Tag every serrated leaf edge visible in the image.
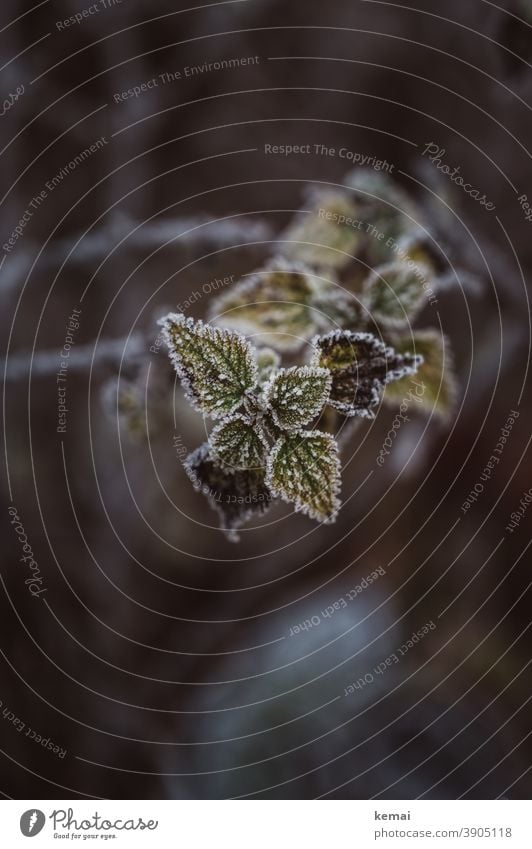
[263,365,332,433]
[208,413,270,471]
[157,313,258,419]
[265,430,342,525]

Short task: Copy the lines above word for word, leaving out any pictures.

Answer to this task:
Tag every serrated leaf edge visible in the image.
[263,365,332,433]
[208,413,270,471]
[157,313,258,419]
[265,430,342,525]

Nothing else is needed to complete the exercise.